Rewrite the entries below, from the line containing "Could you point at the dark" through the line containing "<point>439,74</point>", as a Markdown table with the columns No. and Text, giving each line a row number. Leave out blank lines and pictures.

--- begin TASK MATERIAL ---

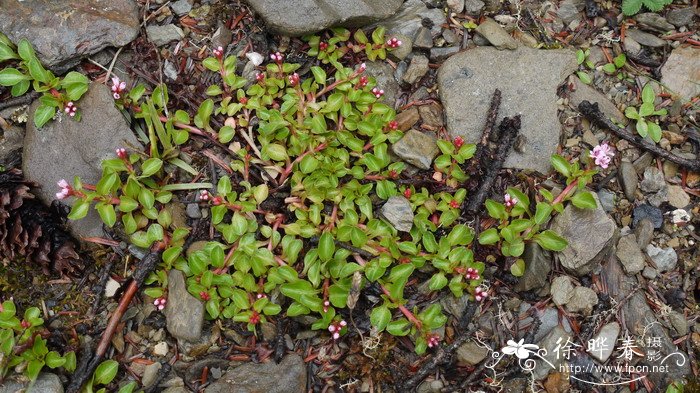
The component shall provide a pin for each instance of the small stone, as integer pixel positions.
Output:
(471, 354)
(496, 35)
(677, 197)
(607, 337)
(439, 55)
(653, 214)
(417, 148)
(537, 266)
(474, 7)
(407, 118)
(456, 6)
(582, 300)
(681, 16)
(607, 200)
(397, 210)
(649, 272)
(184, 314)
(181, 7)
(645, 39)
(423, 39)
(112, 287)
(150, 374)
(402, 51)
(431, 114)
(193, 211)
(562, 289)
(629, 254)
(665, 259)
(644, 232)
(654, 21)
(162, 35)
(628, 180)
(419, 66)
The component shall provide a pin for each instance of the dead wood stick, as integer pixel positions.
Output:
(593, 113)
(444, 353)
(508, 129)
(89, 362)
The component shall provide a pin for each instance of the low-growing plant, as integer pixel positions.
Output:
(58, 93)
(23, 344)
(644, 125)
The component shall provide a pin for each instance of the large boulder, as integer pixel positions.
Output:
(63, 31)
(300, 17)
(528, 79)
(64, 148)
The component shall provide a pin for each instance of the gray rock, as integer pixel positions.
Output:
(561, 290)
(184, 314)
(651, 213)
(300, 17)
(654, 21)
(181, 7)
(456, 6)
(417, 148)
(630, 254)
(402, 51)
(681, 16)
(584, 92)
(677, 197)
(288, 376)
(582, 300)
(557, 336)
(628, 180)
(606, 340)
(590, 235)
(162, 35)
(384, 74)
(470, 354)
(496, 35)
(45, 383)
(150, 374)
(645, 39)
(423, 39)
(64, 148)
(474, 7)
(607, 200)
(537, 266)
(409, 18)
(665, 259)
(528, 79)
(417, 69)
(63, 32)
(397, 210)
(649, 272)
(11, 146)
(439, 55)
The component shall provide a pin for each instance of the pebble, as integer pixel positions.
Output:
(496, 35)
(629, 254)
(561, 290)
(417, 69)
(677, 197)
(644, 232)
(665, 259)
(652, 213)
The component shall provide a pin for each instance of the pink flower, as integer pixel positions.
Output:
(510, 201)
(160, 303)
(602, 155)
(393, 43)
(118, 87)
(66, 189)
(70, 108)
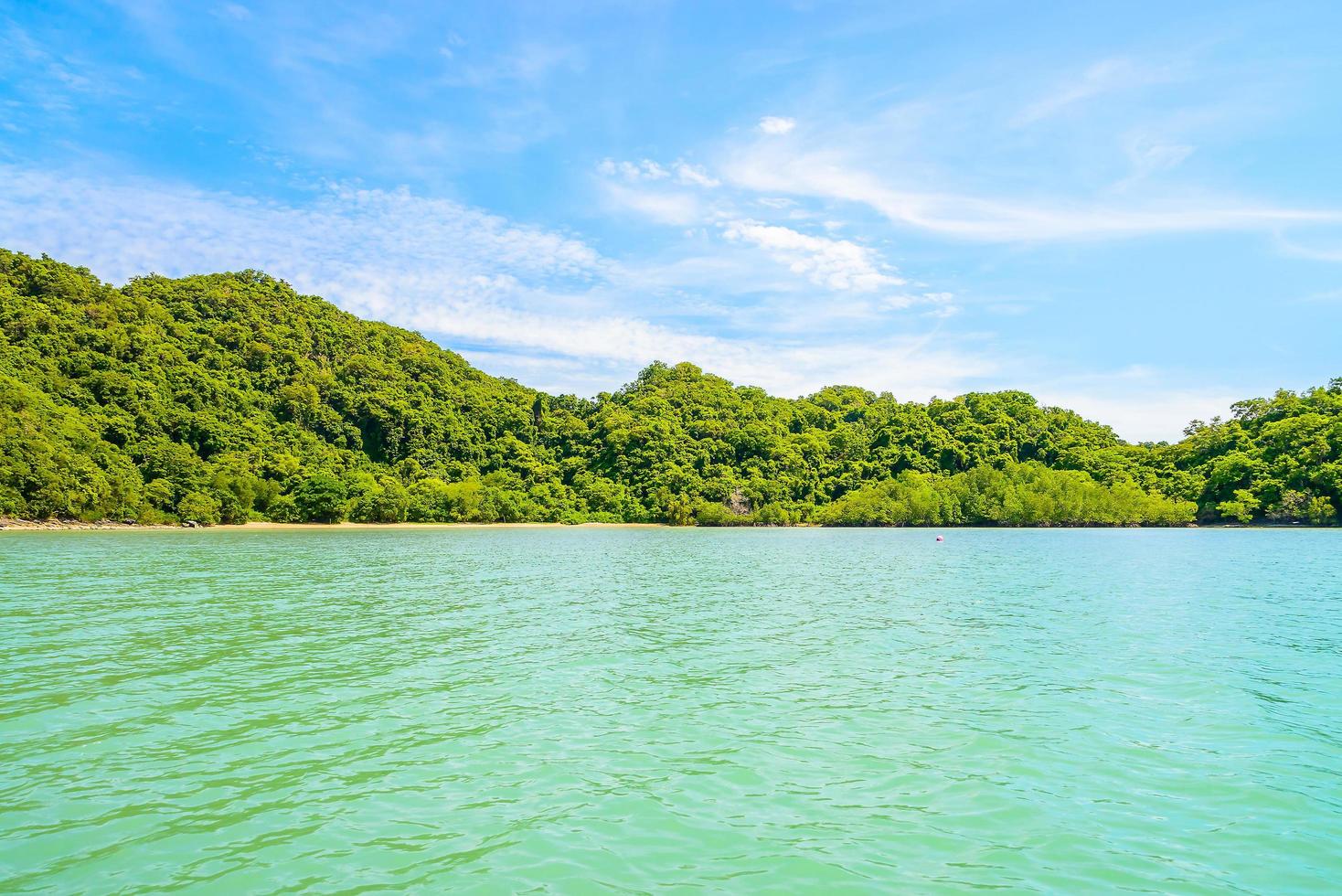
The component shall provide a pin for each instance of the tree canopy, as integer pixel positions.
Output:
(229, 397)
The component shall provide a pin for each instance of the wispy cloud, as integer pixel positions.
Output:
(1104, 77)
(474, 279)
(835, 264)
(827, 175)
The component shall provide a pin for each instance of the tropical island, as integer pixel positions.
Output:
(229, 397)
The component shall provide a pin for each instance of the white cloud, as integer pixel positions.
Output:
(651, 171)
(1103, 77)
(831, 176)
(835, 264)
(660, 206)
(534, 299)
(694, 175)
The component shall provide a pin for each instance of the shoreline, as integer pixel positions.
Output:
(75, 526)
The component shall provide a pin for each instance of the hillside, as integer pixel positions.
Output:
(229, 397)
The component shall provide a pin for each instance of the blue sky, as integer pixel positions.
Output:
(1132, 209)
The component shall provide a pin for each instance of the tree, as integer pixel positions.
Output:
(198, 507)
(321, 498)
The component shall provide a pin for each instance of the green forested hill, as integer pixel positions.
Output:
(229, 397)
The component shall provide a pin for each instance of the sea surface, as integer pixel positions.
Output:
(591, 709)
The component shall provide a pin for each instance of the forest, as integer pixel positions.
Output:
(229, 397)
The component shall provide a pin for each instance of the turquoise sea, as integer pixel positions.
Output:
(591, 709)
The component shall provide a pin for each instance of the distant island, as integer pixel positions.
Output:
(229, 397)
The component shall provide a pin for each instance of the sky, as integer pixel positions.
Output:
(1133, 209)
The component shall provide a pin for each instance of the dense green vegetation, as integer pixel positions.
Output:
(229, 397)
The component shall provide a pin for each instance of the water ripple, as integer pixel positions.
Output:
(634, 709)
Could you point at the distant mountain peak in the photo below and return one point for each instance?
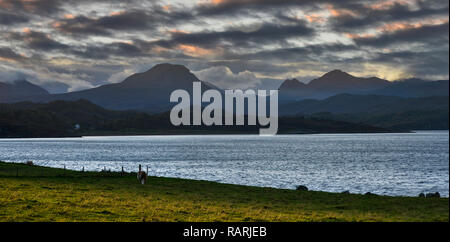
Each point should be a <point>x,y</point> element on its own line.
<point>337,74</point>
<point>20,89</point>
<point>165,67</point>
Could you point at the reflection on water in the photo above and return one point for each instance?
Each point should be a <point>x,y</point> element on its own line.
<point>390,164</point>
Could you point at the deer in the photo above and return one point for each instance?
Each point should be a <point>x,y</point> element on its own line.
<point>142,176</point>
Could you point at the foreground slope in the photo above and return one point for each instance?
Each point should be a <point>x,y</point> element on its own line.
<point>47,194</point>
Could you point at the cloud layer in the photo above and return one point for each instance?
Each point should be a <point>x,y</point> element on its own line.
<point>72,45</point>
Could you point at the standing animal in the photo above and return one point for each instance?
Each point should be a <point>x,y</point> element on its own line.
<point>142,176</point>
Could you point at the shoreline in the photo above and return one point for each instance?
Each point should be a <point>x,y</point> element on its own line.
<point>194,180</point>
<point>40,194</point>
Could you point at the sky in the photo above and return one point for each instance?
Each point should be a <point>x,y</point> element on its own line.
<point>70,45</point>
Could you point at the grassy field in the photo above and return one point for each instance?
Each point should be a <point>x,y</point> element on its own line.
<point>48,194</point>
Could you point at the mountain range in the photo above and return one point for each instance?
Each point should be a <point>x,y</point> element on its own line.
<point>339,82</point>
<point>148,91</point>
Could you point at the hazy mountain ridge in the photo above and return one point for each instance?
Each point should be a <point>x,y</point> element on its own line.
<point>339,82</point>
<point>148,91</point>
<point>18,90</point>
<point>60,119</point>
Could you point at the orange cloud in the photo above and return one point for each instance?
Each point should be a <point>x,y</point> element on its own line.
<point>177,31</point>
<point>359,36</point>
<point>167,7</point>
<point>387,4</point>
<point>340,12</point>
<point>393,27</point>
<point>194,51</point>
<point>314,18</point>
<point>69,16</point>
<point>117,13</point>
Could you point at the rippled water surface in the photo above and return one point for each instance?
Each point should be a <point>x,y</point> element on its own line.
<point>389,164</point>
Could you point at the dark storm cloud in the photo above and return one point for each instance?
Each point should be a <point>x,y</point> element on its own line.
<point>11,18</point>
<point>419,63</point>
<point>10,55</point>
<point>35,6</point>
<point>227,7</point>
<point>368,17</point>
<point>108,50</point>
<point>266,34</point>
<point>433,34</point>
<point>37,40</point>
<point>135,19</point>
<point>82,42</point>
<point>301,53</point>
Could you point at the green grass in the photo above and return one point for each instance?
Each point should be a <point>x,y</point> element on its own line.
<point>48,194</point>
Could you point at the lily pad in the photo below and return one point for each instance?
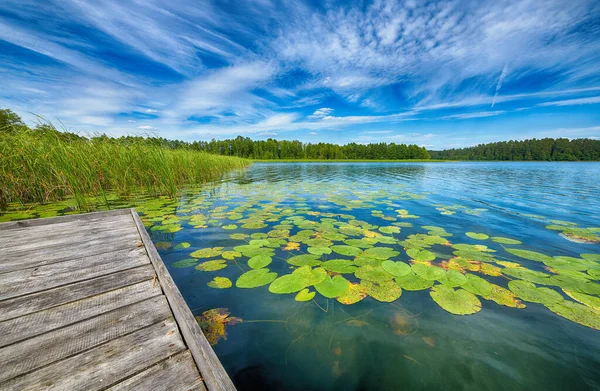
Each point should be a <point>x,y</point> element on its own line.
<point>259,261</point>
<point>220,283</point>
<point>397,269</point>
<point>457,302</point>
<point>211,266</point>
<point>207,252</point>
<point>428,272</point>
<point>420,255</point>
<point>255,278</point>
<point>346,250</point>
<point>529,292</point>
<point>412,282</point>
<point>354,294</point>
<point>305,295</point>
<point>477,236</point>
<point>333,287</point>
<point>386,291</point>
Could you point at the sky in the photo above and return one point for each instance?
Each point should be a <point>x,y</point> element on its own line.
<point>439,74</point>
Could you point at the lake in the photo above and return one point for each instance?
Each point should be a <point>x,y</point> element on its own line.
<point>386,276</point>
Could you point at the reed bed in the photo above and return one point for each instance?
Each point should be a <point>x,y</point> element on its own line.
<point>38,166</point>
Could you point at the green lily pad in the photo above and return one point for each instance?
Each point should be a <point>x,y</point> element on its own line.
<point>412,282</point>
<point>577,313</point>
<point>333,287</point>
<point>477,285</point>
<point>477,236</point>
<point>211,266</point>
<point>305,295</point>
<point>527,254</point>
<point>220,283</point>
<point>428,272</point>
<point>397,269</point>
<point>184,263</point>
<point>386,291</point>
<point>457,302</point>
<point>207,252</point>
<point>255,278</point>
<point>502,240</point>
<point>319,250</point>
<point>529,292</point>
<point>304,260</point>
<point>381,252</point>
<point>289,283</point>
<point>346,250</point>
<point>339,266</point>
<point>259,261</point>
<point>373,273</point>
<point>420,255</point>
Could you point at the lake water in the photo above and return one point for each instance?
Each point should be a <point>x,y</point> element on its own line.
<point>462,227</point>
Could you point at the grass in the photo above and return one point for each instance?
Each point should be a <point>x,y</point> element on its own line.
<point>348,161</point>
<point>38,166</point>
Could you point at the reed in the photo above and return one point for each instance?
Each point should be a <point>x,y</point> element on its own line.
<point>42,166</point>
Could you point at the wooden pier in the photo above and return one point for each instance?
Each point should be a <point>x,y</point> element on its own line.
<point>86,303</point>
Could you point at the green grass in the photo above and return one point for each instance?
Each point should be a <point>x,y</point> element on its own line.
<point>347,161</point>
<point>38,166</point>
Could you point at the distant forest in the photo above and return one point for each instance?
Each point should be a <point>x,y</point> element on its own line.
<point>546,149</point>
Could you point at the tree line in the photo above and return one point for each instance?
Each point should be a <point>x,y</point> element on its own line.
<point>546,149</point>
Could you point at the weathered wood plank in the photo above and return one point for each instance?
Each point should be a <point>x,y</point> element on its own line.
<point>44,256</point>
<point>31,354</point>
<point>29,326</point>
<point>24,305</point>
<point>215,376</point>
<point>64,236</point>
<point>22,282</point>
<point>63,219</point>
<point>52,230</point>
<point>176,373</point>
<point>89,371</point>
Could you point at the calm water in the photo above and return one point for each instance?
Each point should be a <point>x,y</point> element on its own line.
<point>410,343</point>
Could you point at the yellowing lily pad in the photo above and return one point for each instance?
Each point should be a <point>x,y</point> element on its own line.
<point>457,302</point>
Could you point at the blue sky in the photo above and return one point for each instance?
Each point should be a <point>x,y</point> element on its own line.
<point>441,74</point>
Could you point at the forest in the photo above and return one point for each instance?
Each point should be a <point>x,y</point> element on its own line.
<point>547,149</point>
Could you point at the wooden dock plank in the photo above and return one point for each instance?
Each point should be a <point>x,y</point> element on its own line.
<point>88,370</point>
<point>29,326</point>
<point>24,305</point>
<point>176,373</point>
<point>44,349</point>
<point>22,282</point>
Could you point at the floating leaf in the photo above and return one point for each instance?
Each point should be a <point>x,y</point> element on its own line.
<point>529,292</point>
<point>428,272</point>
<point>289,283</point>
<point>259,261</point>
<point>305,295</point>
<point>477,236</point>
<point>385,291</point>
<point>220,283</point>
<point>531,255</point>
<point>207,252</point>
<point>211,266</point>
<point>412,282</point>
<point>304,260</point>
<point>346,250</point>
<point>397,269</point>
<point>577,313</point>
<point>184,263</point>
<point>457,302</point>
<point>502,240</point>
<point>420,255</point>
<point>333,287</point>
<point>255,278</point>
<point>354,294</point>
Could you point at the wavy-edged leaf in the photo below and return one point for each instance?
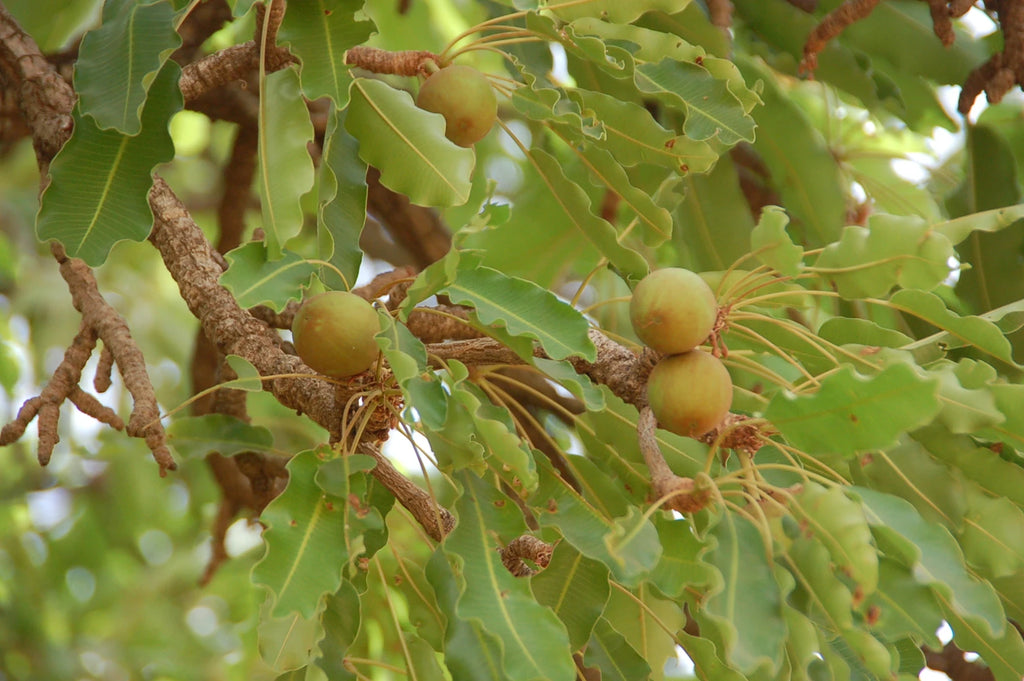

--- end TASK MATERIAL ---

◆ **WRITTEN ANSWER**
| No. | Text |
|---|---|
| 1 | Could you point at the dark storm cloud in the photo above and return one point for each instance? |
| 2 | Each point should be a <point>x,y</point> element on its own line. |
| 3 | <point>11,18</point> |
| 4 | <point>419,63</point> |
| 5 | <point>10,55</point> |
| 6 | <point>35,6</point> |
| 7 | <point>227,7</point> |
| 8 | <point>368,17</point> |
| 9 | <point>108,50</point> |
| 10 | <point>266,34</point> |
| 11 | <point>433,34</point> |
| 12 | <point>37,40</point> |
| 13 | <point>135,19</point> |
| 14 | <point>82,42</point> |
| 15 | <point>301,53</point> |
| 16 | Could you point at the green grass in the photo above and return one point for each instance? |
| 17 | Each point should be a <point>x,y</point> element on its own line. |
| 18 | <point>48,194</point> |
| 19 | Could you point at the lily pad in the photo below and return one point for each instance? |
| 20 | Each point should be a <point>x,y</point> element on its own line. |
| 21 | <point>259,261</point> |
| 22 | <point>220,283</point> |
| 23 | <point>397,269</point> |
| 24 | <point>457,302</point> |
| 25 | <point>211,266</point> |
| 26 | <point>207,252</point> |
| 27 | <point>428,272</point> |
| 28 | <point>420,255</point> |
| 29 | <point>255,278</point> |
| 30 | <point>346,250</point> |
| 31 | <point>529,292</point> |
| 32 | <point>412,282</point> |
| 33 | <point>354,294</point> |
| 34 | <point>305,295</point> |
| 35 | <point>477,236</point> |
| 36 | <point>333,287</point> |
| 37 | <point>386,291</point> |
| 38 | Could you point at the sky in the photo above and return one point for each instance? |
| 39 | Each point should be a <point>x,y</point> element on its own line. |
| 40 | <point>439,74</point> |